Segment Start: DATASET CONTENT

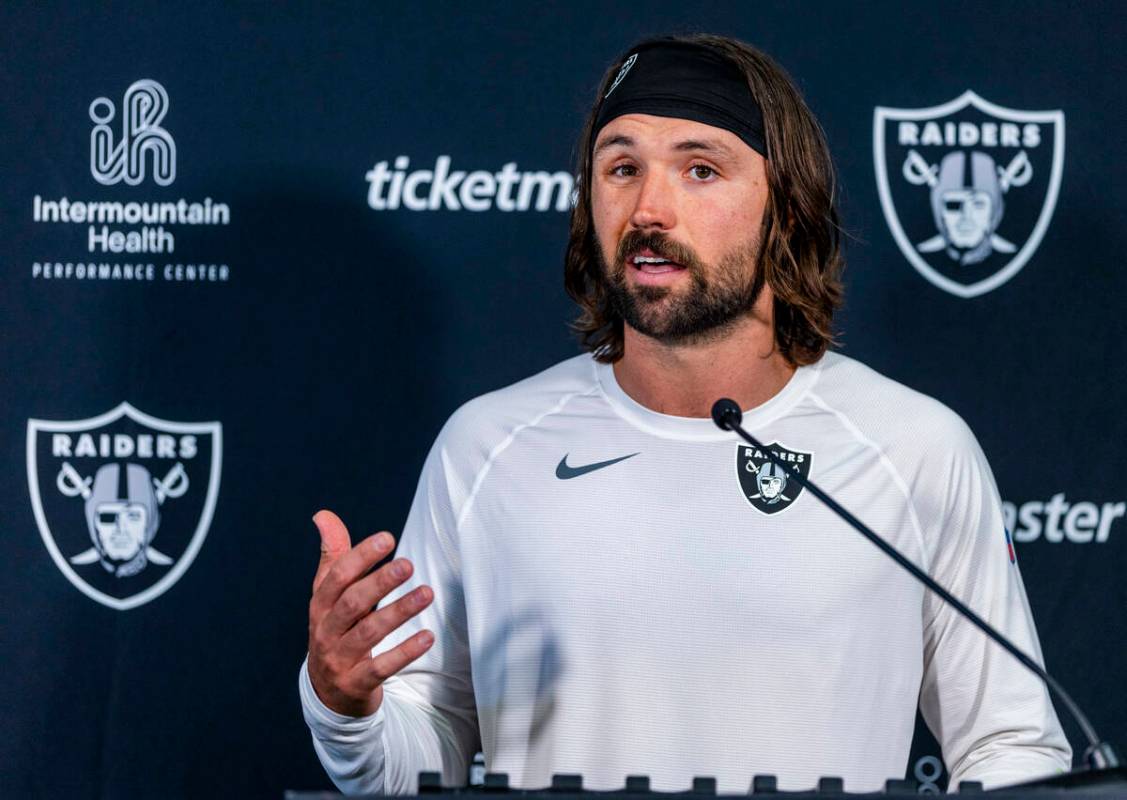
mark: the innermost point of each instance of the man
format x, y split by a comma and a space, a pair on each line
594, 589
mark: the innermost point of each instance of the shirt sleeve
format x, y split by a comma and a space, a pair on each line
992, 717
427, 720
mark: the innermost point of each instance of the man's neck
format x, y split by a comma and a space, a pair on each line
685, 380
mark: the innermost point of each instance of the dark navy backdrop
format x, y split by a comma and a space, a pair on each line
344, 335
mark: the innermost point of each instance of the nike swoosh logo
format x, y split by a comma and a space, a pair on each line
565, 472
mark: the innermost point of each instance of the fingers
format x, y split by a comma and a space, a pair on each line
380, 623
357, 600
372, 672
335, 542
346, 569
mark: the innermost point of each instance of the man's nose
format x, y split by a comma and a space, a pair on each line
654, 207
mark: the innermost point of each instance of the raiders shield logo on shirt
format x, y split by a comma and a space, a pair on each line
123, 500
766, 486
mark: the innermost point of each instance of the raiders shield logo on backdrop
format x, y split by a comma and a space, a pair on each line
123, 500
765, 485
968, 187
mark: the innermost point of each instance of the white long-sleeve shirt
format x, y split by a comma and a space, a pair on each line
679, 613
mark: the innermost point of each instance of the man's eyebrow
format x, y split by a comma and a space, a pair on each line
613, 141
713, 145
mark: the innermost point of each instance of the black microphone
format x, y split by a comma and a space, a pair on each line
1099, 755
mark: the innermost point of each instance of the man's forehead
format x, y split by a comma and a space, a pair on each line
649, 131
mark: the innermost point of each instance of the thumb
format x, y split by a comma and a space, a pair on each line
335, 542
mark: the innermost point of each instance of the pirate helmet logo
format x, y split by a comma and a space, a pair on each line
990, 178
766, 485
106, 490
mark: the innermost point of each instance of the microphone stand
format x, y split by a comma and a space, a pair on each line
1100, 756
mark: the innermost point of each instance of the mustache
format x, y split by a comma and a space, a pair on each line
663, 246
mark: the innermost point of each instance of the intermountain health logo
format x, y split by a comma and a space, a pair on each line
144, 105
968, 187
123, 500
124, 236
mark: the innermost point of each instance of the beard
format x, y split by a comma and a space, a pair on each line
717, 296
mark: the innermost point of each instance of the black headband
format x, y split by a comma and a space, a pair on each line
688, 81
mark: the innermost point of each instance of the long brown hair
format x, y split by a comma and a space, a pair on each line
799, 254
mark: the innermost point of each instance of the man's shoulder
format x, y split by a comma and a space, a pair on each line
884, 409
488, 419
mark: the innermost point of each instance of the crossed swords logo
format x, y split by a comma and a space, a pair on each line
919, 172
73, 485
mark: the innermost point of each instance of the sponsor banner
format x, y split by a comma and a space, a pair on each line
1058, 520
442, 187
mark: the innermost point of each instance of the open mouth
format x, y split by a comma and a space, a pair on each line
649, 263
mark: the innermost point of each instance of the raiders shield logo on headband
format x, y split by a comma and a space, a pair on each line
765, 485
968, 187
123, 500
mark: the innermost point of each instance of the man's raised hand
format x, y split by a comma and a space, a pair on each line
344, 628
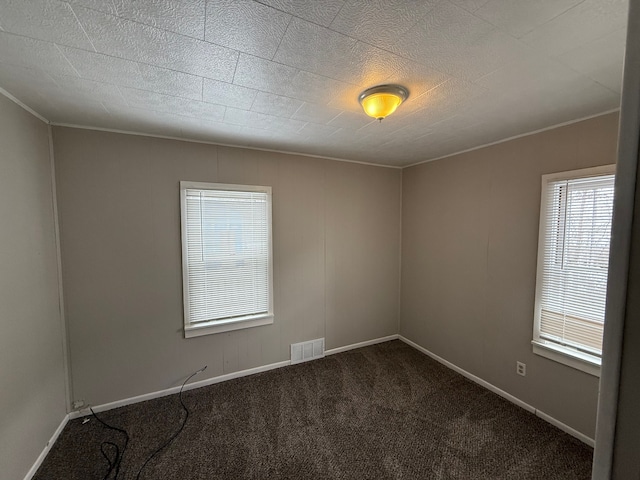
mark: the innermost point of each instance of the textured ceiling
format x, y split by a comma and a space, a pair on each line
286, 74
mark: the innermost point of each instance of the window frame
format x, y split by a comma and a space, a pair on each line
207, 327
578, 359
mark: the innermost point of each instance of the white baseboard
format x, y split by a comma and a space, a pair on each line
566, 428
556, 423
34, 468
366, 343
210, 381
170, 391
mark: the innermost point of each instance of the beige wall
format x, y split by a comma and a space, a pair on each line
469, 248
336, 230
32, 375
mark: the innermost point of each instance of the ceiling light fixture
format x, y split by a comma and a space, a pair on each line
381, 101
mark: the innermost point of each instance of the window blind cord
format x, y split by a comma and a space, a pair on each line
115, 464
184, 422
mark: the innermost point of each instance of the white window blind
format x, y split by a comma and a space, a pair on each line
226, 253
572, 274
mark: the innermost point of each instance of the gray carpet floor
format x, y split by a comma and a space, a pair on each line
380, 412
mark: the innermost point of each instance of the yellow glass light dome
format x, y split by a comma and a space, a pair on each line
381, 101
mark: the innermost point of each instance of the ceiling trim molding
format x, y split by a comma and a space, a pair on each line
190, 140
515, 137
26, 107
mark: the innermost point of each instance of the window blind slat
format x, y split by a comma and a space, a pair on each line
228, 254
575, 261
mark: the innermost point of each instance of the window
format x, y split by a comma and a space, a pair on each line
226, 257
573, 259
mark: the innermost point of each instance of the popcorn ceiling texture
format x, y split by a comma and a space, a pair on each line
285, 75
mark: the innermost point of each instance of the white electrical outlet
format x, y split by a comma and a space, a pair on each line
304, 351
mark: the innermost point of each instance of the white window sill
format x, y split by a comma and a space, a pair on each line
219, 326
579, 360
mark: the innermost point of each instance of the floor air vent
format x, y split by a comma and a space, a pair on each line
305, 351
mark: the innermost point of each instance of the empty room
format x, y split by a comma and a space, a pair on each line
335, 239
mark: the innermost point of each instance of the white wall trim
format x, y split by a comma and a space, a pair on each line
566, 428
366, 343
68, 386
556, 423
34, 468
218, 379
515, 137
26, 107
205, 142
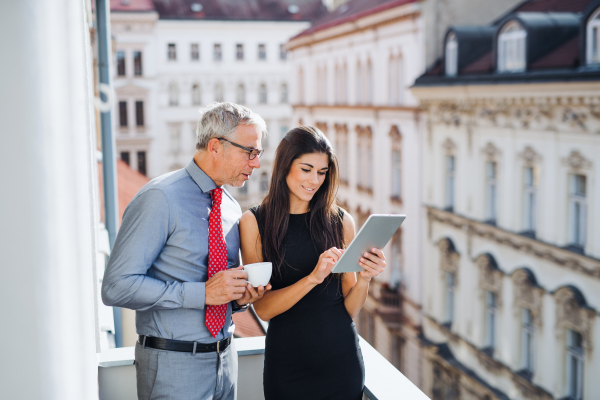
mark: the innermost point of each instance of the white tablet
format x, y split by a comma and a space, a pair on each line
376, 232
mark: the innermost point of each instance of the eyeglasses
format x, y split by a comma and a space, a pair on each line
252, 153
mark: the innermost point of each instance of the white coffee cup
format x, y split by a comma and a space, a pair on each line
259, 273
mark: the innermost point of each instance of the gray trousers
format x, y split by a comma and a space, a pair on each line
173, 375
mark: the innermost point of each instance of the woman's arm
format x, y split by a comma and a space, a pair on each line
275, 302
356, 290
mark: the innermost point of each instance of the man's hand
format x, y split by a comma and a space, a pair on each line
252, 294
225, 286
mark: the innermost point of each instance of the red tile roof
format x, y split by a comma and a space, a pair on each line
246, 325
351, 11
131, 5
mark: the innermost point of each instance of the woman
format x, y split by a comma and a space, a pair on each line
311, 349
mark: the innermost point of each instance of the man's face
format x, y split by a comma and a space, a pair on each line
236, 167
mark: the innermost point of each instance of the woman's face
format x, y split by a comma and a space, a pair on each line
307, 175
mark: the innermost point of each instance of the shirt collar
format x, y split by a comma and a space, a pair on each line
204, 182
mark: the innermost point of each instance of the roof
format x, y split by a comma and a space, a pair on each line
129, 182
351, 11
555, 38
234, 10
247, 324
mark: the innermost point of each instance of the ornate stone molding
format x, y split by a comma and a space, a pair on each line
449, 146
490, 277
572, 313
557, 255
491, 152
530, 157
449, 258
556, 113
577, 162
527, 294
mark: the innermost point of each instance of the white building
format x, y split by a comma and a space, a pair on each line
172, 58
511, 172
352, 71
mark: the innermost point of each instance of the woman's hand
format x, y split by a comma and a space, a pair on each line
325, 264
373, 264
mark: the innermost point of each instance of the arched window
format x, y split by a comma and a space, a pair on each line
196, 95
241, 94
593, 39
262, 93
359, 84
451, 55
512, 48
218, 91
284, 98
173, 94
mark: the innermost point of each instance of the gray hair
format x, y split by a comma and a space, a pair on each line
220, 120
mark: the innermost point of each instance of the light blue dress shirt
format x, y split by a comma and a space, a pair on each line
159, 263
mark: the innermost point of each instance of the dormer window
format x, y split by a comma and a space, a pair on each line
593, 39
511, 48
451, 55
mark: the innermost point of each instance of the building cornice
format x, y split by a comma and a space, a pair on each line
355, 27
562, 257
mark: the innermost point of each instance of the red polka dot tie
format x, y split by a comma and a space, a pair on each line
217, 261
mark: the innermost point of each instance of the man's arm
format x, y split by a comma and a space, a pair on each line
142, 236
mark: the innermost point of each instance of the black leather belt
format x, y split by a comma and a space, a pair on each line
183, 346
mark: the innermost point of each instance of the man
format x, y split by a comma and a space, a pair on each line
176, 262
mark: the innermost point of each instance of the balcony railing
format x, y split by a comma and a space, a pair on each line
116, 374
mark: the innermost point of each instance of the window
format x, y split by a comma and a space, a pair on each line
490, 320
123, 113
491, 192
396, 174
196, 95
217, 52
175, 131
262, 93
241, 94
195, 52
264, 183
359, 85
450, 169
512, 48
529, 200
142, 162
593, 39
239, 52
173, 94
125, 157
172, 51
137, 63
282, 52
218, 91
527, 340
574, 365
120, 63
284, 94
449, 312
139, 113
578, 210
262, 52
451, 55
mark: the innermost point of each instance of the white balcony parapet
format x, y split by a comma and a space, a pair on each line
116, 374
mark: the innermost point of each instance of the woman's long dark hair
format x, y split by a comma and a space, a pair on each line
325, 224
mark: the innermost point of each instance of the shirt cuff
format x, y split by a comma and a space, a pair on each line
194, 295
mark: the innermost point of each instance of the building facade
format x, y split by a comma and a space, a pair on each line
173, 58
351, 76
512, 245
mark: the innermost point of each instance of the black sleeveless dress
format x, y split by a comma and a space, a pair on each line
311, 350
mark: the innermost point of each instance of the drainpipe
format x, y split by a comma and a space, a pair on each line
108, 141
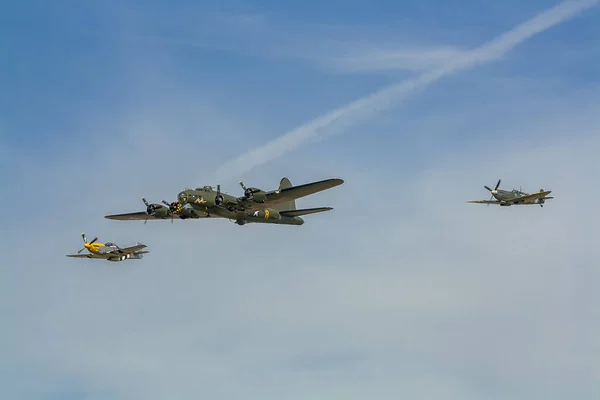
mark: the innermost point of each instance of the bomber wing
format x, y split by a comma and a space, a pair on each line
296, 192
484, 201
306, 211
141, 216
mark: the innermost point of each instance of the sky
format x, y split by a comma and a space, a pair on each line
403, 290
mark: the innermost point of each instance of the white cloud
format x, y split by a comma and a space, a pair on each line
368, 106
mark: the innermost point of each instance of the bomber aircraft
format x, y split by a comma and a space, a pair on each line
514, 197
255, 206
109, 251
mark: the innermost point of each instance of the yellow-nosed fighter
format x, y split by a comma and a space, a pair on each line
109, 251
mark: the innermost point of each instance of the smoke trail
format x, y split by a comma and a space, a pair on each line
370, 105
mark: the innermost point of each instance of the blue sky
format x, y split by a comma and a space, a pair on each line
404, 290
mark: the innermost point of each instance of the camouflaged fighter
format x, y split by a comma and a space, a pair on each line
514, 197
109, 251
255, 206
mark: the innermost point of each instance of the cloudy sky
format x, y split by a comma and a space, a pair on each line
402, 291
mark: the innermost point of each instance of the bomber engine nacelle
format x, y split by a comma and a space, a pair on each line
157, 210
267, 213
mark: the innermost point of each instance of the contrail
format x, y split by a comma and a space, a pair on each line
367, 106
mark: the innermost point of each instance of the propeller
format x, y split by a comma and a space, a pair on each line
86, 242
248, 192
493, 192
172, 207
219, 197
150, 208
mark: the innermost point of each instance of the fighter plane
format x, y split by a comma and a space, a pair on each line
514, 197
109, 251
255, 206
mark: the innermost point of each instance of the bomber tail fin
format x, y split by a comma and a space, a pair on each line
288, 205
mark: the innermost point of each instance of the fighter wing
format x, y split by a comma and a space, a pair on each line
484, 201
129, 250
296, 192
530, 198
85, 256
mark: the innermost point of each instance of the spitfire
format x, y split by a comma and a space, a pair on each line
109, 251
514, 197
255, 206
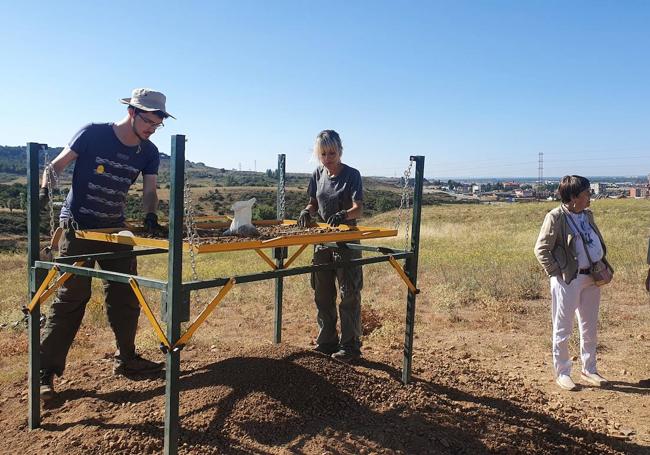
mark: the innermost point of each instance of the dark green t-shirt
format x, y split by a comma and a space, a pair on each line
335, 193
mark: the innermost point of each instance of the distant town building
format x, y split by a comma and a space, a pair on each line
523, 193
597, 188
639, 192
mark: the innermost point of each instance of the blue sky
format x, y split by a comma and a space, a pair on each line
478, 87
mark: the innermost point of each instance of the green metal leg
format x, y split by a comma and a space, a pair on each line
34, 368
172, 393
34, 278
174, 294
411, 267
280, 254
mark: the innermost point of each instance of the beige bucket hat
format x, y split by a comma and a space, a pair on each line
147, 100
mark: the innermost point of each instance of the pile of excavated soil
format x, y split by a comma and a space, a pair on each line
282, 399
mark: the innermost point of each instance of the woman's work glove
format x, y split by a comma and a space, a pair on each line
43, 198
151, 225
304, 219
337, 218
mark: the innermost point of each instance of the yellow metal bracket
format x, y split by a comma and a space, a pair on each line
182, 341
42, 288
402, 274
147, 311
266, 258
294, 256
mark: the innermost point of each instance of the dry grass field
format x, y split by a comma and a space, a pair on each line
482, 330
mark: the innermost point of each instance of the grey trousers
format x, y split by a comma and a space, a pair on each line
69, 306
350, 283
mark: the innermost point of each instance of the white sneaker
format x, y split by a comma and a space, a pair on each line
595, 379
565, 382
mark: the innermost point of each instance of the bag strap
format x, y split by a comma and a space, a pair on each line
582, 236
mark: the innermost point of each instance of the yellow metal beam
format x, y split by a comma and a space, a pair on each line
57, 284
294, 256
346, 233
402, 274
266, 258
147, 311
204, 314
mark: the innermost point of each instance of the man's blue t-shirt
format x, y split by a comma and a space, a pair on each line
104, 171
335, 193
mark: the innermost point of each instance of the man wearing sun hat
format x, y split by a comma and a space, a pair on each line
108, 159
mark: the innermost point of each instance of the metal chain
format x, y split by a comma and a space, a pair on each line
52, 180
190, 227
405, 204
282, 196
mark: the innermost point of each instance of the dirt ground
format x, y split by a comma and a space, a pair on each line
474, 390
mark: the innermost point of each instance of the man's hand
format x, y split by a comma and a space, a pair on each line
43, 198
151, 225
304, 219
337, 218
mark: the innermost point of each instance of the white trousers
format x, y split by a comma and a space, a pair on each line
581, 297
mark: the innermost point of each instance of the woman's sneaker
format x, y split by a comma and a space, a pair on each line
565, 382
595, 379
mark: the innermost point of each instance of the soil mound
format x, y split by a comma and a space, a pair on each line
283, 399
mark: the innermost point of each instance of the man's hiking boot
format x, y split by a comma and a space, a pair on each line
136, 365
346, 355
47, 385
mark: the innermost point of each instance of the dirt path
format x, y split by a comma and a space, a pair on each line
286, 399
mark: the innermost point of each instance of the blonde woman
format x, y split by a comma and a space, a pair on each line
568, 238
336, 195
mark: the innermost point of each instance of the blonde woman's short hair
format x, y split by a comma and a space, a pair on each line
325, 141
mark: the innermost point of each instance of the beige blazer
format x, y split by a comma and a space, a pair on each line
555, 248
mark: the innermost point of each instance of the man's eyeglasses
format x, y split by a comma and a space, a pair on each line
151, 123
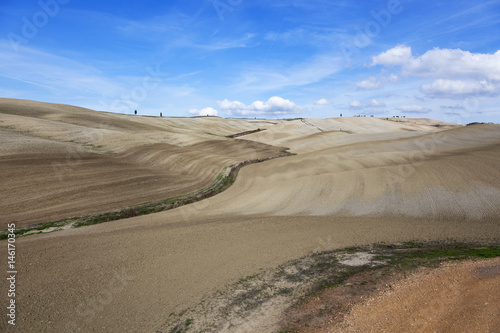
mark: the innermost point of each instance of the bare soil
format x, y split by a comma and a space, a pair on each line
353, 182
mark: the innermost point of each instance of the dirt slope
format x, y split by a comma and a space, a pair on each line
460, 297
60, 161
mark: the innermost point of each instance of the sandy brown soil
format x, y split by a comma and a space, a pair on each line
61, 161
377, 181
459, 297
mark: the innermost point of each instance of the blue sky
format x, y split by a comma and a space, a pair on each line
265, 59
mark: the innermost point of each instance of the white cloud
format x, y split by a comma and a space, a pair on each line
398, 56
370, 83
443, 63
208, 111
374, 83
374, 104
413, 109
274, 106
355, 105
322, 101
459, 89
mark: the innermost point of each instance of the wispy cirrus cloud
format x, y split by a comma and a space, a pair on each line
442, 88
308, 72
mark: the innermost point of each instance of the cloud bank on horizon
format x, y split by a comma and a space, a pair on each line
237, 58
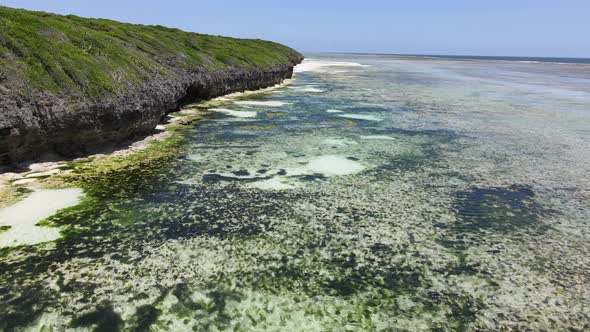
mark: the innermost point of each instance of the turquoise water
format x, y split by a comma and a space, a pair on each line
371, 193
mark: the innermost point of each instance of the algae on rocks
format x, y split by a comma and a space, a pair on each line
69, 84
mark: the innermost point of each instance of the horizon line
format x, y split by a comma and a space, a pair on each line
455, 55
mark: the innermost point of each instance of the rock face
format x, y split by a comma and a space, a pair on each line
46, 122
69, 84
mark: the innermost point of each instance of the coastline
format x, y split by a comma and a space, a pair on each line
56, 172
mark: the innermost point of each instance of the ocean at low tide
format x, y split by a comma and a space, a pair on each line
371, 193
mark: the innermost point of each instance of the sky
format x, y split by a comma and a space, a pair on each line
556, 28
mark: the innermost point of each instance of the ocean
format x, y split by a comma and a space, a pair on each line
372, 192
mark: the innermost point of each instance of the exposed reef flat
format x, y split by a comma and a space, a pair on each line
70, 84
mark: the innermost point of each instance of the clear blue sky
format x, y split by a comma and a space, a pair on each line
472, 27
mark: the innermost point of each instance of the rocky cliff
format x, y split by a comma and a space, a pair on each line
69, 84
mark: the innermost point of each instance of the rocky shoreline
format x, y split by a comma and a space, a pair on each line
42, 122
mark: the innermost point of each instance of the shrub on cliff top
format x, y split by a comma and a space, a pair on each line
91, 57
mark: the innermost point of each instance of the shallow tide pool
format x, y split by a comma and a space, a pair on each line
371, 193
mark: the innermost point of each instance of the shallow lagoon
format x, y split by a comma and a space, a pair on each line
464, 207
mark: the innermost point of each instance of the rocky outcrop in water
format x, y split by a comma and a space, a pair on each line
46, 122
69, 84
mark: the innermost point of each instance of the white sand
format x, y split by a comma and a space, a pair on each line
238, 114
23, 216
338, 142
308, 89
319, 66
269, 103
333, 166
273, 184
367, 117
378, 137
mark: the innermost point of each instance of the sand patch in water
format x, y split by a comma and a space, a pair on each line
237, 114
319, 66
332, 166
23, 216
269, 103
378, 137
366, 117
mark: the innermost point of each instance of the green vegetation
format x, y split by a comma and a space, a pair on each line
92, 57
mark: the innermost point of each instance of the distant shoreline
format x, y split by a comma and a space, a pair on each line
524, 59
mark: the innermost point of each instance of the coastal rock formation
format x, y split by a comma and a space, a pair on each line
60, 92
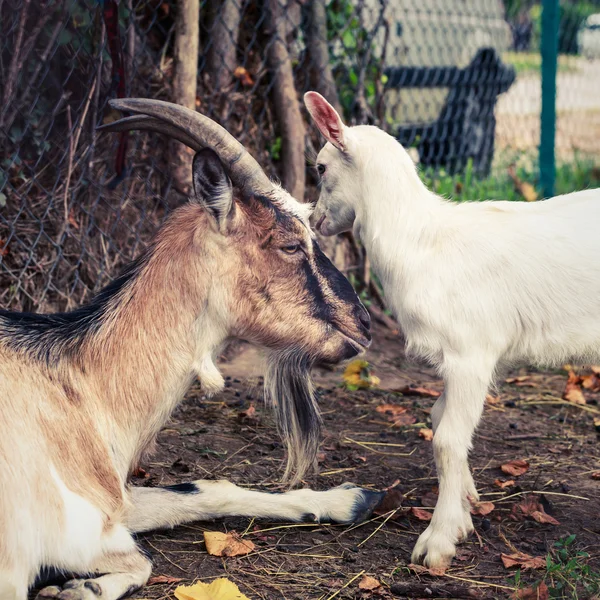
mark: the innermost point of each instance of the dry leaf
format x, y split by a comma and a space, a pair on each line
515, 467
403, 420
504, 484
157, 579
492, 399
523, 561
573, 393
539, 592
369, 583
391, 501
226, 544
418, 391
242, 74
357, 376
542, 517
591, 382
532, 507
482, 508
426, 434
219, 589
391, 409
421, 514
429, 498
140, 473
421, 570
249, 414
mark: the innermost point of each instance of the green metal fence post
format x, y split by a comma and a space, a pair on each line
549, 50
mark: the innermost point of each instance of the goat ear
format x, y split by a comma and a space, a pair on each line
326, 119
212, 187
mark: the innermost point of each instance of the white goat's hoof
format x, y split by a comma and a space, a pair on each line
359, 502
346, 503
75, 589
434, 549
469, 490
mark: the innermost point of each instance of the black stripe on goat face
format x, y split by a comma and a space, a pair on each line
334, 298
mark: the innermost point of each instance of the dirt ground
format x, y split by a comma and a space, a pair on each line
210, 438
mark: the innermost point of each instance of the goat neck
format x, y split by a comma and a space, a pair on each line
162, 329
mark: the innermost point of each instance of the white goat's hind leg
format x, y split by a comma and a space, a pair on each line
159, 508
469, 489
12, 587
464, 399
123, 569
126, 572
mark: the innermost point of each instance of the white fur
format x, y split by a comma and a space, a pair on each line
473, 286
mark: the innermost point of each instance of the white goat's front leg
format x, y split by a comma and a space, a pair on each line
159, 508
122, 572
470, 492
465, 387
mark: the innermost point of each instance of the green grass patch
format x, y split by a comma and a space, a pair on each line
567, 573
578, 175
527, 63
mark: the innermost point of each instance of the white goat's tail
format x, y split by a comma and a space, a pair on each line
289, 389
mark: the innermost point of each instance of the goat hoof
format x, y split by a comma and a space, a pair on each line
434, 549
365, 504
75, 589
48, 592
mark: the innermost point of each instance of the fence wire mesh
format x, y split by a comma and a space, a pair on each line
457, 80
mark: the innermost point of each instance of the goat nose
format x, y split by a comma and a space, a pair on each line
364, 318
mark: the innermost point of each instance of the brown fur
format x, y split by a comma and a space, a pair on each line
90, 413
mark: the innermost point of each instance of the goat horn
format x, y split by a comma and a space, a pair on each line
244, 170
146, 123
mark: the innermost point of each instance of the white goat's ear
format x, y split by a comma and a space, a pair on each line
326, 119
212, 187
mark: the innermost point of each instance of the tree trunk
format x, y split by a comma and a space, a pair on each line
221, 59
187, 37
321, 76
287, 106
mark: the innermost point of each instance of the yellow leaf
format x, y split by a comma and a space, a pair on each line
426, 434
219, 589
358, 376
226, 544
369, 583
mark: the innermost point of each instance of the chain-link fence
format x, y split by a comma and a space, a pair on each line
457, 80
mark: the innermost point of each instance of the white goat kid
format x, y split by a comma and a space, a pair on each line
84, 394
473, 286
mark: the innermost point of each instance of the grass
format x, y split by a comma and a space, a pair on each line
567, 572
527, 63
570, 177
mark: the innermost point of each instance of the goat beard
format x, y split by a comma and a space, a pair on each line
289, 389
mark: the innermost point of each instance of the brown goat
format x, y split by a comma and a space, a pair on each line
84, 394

Segment End: DATASET CONTENT

WHAT YOU ARE ASKED TO DO -
Search the listing for the string "dirt". Copy each line where it is found.

RESULT FOR THIS EXERCISE -
mark: the innermost point of each instance of the dirt ground
mark: the innermost point of each instance of the dirt path
mark: the innermost point of each instance of the dirt slope
mark: the innermost point of each instance of the dirt ground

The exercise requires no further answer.